---- Extract
Experimental Drug for Osteosarcoma Improves Overall Survival Adapted from the NCI Cancer Bulletin, vol. 5/no. 4, February 19, 2008 (see the current issue).
Patients with osteosarcoma who received the experimental drug mifamurtide (L-MTP-PE) along with chemotherapy fared better than patients who received chemotherapy alone, according to the Feb. 1, 2008, Journal of Clinical Oncology (see the journal abstract). Osteosarcoma is a rare but often fatal cancer of the bone. The disease typically affects children and young adults, and no new therapies have been introduced in two decades.
The study - conducted by the Children's Oncology Group - was the largest final-stage randomized trial in this disease and included 662 patients with newly diagnosed nonmetastatic osteosarcoma.
After six years of follow-up, overall survival was 78 percent in the group receiving mifamurtide plus chemotherapy compared with 70 percent in the group receiving chemotherapy alone. "This is an almost one-third reduction in the risk of death," write Dr. Paul A. Meyers of the Memorial Sloan-Kettering Cancer Center and his colleagues.
--------
---- Data shown
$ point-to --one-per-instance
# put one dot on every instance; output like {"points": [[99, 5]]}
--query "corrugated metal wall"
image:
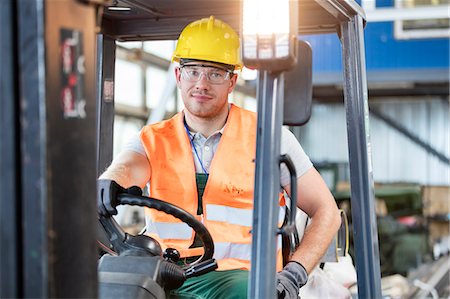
{"points": [[396, 158]]}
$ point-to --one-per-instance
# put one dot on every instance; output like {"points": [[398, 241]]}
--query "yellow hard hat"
{"points": [[209, 39]]}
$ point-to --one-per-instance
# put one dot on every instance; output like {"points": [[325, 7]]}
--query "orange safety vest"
{"points": [[228, 196]]}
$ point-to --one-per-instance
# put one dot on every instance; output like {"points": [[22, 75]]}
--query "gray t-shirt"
{"points": [[205, 149]]}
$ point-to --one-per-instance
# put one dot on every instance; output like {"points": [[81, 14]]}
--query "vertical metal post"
{"points": [[267, 186], [33, 151], [106, 53], [9, 156], [361, 177]]}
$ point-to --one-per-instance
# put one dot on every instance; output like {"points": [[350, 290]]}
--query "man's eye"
{"points": [[193, 73], [215, 75]]}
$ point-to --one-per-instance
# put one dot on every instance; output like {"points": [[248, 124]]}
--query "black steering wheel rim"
{"points": [[118, 237]]}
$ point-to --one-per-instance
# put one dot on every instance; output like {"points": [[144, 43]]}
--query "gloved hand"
{"points": [[107, 191], [290, 280]]}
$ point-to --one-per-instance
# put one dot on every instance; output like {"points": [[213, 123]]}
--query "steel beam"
{"points": [[267, 186], [33, 151], [9, 156], [360, 161]]}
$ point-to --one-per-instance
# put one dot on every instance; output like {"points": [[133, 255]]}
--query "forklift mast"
{"points": [[53, 153]]}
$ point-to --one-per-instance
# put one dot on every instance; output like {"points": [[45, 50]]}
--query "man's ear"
{"points": [[232, 82]]}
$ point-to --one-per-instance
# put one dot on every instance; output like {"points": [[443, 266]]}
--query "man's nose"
{"points": [[202, 81]]}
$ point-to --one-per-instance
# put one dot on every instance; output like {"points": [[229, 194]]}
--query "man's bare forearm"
{"points": [[128, 169], [317, 238]]}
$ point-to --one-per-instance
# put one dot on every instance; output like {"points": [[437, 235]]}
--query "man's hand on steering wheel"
{"points": [[107, 191]]}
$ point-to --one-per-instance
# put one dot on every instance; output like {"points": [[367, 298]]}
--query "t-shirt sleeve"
{"points": [[134, 144], [291, 147]]}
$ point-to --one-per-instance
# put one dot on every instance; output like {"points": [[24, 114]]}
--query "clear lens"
{"points": [[213, 75]]}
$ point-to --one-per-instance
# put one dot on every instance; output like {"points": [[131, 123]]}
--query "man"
{"points": [[202, 161]]}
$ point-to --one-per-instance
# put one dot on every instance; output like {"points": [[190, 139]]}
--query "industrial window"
{"points": [[437, 25], [141, 76]]}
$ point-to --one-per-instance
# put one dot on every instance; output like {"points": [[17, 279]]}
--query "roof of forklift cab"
{"points": [[165, 19]]}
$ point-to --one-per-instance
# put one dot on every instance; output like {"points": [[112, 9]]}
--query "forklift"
{"points": [[55, 92]]}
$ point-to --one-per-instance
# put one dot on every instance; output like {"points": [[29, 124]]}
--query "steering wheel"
{"points": [[124, 243]]}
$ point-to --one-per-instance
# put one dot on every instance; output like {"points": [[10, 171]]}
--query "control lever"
{"points": [[201, 268]]}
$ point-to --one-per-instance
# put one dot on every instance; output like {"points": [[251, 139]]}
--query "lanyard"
{"points": [[191, 139]]}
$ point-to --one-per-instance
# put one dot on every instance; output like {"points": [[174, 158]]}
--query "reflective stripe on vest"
{"points": [[228, 196]]}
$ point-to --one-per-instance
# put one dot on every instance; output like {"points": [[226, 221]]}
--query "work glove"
{"points": [[290, 280], [107, 191]]}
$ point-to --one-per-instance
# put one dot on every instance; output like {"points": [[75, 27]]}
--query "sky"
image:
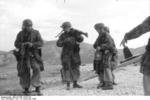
{"points": [[47, 16]]}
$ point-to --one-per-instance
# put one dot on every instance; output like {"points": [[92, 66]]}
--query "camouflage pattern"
{"points": [[70, 57], [29, 58], [136, 32], [107, 61]]}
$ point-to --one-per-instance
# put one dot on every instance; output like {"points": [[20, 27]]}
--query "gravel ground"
{"points": [[129, 82]]}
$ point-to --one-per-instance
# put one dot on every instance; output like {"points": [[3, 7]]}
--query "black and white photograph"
{"points": [[74, 48]]}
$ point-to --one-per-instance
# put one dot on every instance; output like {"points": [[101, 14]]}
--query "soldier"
{"points": [[105, 57], [136, 32], [29, 43], [70, 40]]}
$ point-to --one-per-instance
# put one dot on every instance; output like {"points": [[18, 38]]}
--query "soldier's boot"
{"points": [[26, 91], [76, 85], [100, 85], [38, 90], [68, 86], [108, 86]]}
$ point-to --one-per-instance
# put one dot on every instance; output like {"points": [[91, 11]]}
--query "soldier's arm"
{"points": [[138, 30], [79, 36], [39, 41], [95, 44], [60, 41], [18, 42]]}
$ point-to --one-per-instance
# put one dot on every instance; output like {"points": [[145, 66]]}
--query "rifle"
{"points": [[59, 34]]}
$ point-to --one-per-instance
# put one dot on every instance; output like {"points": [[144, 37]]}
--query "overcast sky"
{"points": [[47, 15]]}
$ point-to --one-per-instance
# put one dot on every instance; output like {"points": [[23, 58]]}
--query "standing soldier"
{"points": [[29, 43], [70, 40], [136, 32], [105, 57]]}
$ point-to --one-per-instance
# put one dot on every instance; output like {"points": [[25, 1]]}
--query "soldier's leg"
{"points": [[76, 76], [101, 80], [100, 72], [36, 76], [108, 79], [25, 80], [66, 70], [146, 85]]}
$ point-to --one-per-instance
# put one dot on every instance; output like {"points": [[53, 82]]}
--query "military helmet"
{"points": [[99, 26], [27, 22], [66, 24]]}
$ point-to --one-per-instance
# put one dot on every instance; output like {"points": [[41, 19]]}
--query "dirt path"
{"points": [[128, 78]]}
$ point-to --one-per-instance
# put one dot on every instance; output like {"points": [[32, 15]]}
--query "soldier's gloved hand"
{"points": [[98, 48], [70, 40], [28, 44], [106, 51]]}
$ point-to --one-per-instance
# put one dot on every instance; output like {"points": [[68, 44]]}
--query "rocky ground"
{"points": [[128, 78]]}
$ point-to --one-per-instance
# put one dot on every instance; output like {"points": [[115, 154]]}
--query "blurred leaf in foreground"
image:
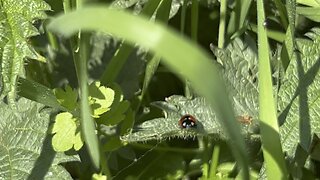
{"points": [[66, 133], [25, 146], [239, 70], [16, 18]]}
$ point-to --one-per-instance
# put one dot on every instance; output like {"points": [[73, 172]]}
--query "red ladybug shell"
{"points": [[187, 121]]}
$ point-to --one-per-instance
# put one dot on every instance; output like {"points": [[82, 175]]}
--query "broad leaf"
{"points": [[299, 95], [239, 71], [25, 146], [16, 28], [66, 132]]}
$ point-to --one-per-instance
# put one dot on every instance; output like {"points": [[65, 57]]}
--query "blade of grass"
{"points": [[222, 23], [271, 145], [183, 16], [282, 13], [194, 20], [287, 50], [119, 59], [275, 35], [86, 122], [221, 41], [162, 15], [180, 55], [238, 18], [79, 45]]}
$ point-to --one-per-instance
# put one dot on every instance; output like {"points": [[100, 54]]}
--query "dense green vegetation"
{"points": [[159, 89]]}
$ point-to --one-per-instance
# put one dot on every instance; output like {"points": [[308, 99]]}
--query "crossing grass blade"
{"points": [[180, 55]]}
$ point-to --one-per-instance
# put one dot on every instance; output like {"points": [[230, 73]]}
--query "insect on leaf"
{"points": [[239, 72]]}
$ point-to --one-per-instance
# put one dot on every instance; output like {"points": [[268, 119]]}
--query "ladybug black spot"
{"points": [[187, 121]]}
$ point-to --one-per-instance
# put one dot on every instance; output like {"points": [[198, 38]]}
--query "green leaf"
{"points": [[163, 42], [15, 30], [100, 98], [25, 146], [239, 71], [39, 93], [312, 13], [299, 96], [67, 98], [66, 133], [269, 127]]}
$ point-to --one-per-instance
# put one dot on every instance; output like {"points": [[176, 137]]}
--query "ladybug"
{"points": [[187, 121]]}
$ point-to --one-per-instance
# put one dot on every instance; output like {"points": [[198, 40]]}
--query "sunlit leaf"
{"points": [[25, 145], [65, 133], [16, 28], [100, 98]]}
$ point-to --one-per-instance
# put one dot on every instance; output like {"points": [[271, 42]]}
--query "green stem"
{"points": [[183, 16], [222, 23], [214, 162], [269, 129], [194, 20]]}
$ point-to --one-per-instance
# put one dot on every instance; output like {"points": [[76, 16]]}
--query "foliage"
{"points": [[25, 145], [15, 32], [114, 85]]}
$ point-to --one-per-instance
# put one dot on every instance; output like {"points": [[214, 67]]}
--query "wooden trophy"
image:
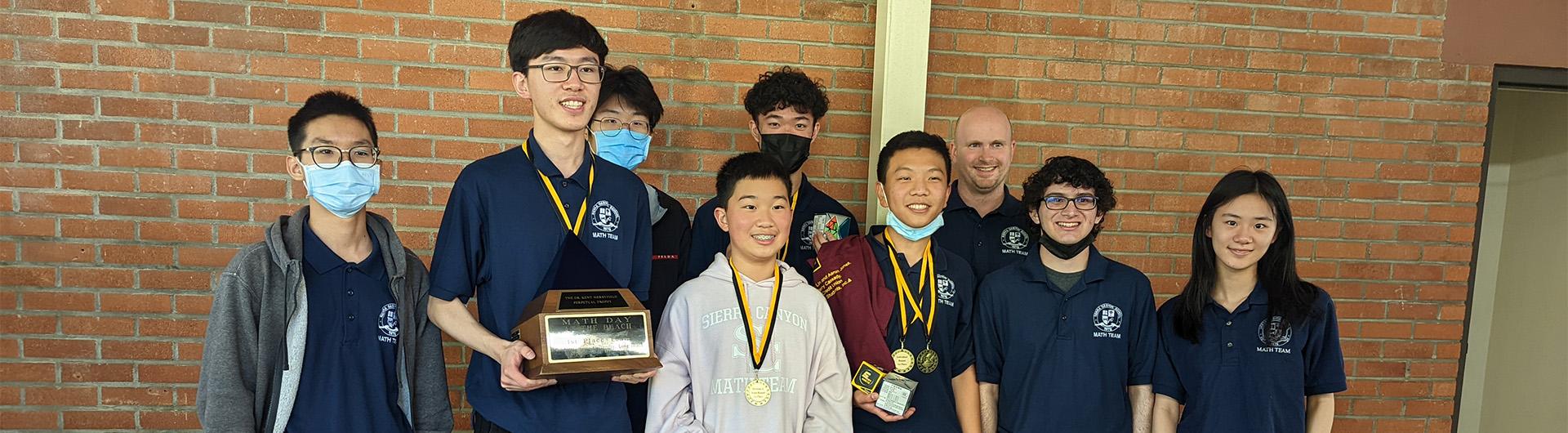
{"points": [[587, 334]]}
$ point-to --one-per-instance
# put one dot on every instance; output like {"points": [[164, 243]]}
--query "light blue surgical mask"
{"points": [[345, 189], [913, 233], [623, 148]]}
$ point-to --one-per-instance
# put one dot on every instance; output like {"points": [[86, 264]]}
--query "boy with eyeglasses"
{"points": [[322, 325], [1065, 339], [543, 216], [623, 129]]}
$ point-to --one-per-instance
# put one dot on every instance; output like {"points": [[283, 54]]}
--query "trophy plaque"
{"points": [[587, 334], [893, 390], [894, 394]]}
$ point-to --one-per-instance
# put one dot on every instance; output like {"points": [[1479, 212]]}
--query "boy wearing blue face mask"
{"points": [[623, 129], [322, 325], [902, 301]]}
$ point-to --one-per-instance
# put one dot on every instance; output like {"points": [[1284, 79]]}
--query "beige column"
{"points": [[903, 38]]}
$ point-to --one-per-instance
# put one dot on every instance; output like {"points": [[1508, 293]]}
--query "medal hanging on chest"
{"points": [[758, 391], [903, 359]]}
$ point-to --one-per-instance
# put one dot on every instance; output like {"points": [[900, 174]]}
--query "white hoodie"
{"points": [[706, 359]]}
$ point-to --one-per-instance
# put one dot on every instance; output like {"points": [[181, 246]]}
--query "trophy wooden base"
{"points": [[588, 334]]}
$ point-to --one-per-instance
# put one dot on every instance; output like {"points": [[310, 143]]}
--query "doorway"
{"points": [[1515, 363]]}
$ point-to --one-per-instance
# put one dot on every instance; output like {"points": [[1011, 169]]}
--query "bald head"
{"points": [[982, 150]]}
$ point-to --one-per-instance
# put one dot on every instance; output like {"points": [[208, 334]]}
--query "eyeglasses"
{"points": [[330, 157], [612, 126], [1082, 203], [555, 73]]}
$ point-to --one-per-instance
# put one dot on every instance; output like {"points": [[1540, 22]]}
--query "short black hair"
{"points": [[328, 104], [1075, 172], [552, 30], [787, 88], [748, 165], [632, 85], [913, 140]]}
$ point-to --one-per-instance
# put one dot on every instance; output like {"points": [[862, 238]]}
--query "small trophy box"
{"points": [[587, 334]]}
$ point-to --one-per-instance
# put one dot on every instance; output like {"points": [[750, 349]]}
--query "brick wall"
{"points": [[141, 141], [1377, 141]]}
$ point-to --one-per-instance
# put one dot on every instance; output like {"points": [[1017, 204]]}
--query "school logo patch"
{"points": [[1274, 333], [604, 216], [388, 324], [1013, 240], [944, 291], [1107, 317], [806, 231]]}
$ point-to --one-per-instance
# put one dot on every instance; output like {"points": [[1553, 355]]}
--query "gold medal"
{"points": [[927, 359], [905, 361], [758, 393], [902, 361]]}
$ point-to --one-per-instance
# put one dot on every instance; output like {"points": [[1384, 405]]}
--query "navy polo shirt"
{"points": [[707, 239], [1063, 359], [987, 242], [497, 242], [951, 337], [350, 378], [1249, 371]]}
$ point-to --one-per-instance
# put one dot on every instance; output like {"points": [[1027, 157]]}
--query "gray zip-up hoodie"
{"points": [[255, 352]]}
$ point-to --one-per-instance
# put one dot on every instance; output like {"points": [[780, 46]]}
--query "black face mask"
{"points": [[1067, 252], [787, 148]]}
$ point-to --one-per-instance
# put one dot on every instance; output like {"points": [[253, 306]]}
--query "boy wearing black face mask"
{"points": [[1067, 334], [786, 110]]}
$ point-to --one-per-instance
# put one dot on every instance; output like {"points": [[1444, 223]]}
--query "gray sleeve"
{"points": [[670, 390], [831, 407], [430, 400], [226, 391]]}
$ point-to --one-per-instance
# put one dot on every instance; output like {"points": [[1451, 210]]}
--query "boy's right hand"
{"points": [[867, 402], [511, 377]]}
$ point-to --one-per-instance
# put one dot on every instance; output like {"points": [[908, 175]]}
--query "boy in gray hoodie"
{"points": [[748, 346], [322, 325]]}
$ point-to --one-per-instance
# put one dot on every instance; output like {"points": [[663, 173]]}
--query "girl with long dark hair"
{"points": [[1247, 346]]}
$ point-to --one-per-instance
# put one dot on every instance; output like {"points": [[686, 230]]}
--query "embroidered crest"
{"points": [[604, 216], [1015, 239], [1274, 332], [388, 324]]}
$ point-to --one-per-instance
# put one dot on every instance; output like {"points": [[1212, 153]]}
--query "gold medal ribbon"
{"points": [[555, 196], [906, 297], [758, 352], [784, 252]]}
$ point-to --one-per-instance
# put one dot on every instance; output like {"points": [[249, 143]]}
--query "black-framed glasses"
{"points": [[555, 73], [1082, 203], [330, 157], [612, 126]]}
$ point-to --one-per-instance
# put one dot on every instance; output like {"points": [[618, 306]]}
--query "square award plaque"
{"points": [[894, 394], [587, 334]]}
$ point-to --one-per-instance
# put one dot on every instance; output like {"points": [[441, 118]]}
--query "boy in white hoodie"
{"points": [[756, 355]]}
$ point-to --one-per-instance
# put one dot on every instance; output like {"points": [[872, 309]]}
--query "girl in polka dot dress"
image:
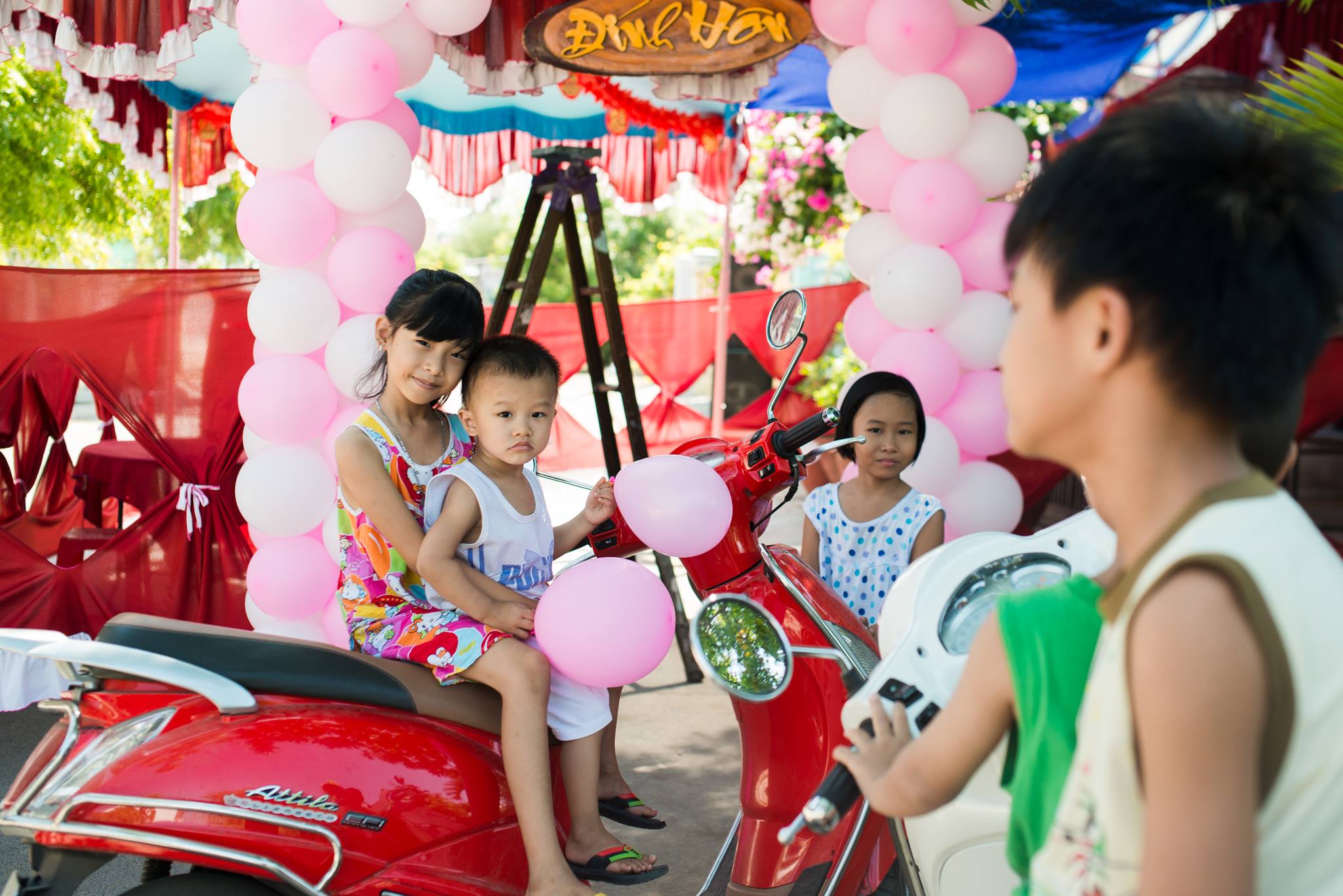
{"points": [[862, 534]]}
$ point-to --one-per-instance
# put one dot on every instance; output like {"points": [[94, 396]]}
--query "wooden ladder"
{"points": [[566, 178]]}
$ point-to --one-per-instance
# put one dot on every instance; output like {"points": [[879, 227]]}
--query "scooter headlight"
{"points": [[980, 593], [104, 750]]}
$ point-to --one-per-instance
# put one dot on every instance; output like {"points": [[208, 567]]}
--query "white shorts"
{"points": [[575, 710]]}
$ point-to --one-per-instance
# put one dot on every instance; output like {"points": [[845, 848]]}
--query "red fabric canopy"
{"points": [[164, 351]]}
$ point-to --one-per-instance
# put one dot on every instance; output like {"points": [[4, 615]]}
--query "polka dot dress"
{"points": [[861, 560]]}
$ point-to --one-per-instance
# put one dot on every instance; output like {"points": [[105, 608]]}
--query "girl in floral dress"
{"points": [[384, 459]]}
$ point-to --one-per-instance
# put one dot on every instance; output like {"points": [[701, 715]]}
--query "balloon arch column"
{"points": [[336, 231], [929, 168]]}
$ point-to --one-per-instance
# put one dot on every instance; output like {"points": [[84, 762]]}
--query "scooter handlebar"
{"points": [[789, 442]]}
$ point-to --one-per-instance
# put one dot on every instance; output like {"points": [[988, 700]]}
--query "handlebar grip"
{"points": [[788, 442], [835, 796]]}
--------
__Check your understanding__
• A. How many patients took part in the trial described in the osteosarcoma article?
• B. In the osteosarcoma article, what result shows that patients given mifamurtide with chemotherapy fared better than those given chemotherapy alone? Answer in one to three sentences.
• C. Continue the osteosarcoma article from its last sentence.

__Answers for the tasks__
• A. 662 patients with newly diagnosed nonmetastatic osteosarcoma.

• B. After six years of follow-up, overall survival was 78 percent in the group receiving mifamurtide plus chemotherapy. In the group receiving chemotherapy alone it was 70 percent.

• C.
A second goal of the National Cancer Institute-sponsored study was to evaluate the addition of ifosfamide to the three chemotherapy drugs used in the study (cisplatin, doxorubicin, and methotrexate). Adding this agent did not enhance event-free survival or overall survival for patients in the trial.
As an experimental agent, mifamurtide is available only through clinical trials. In 2006, its manufacturer, IDM Pharma, sought approval for its use in treating osteosarcoma from the U.S. Food and Drug Administration, but the agency requested more information. The company plans to submit new data showing an overall survival benefit in the disease this year.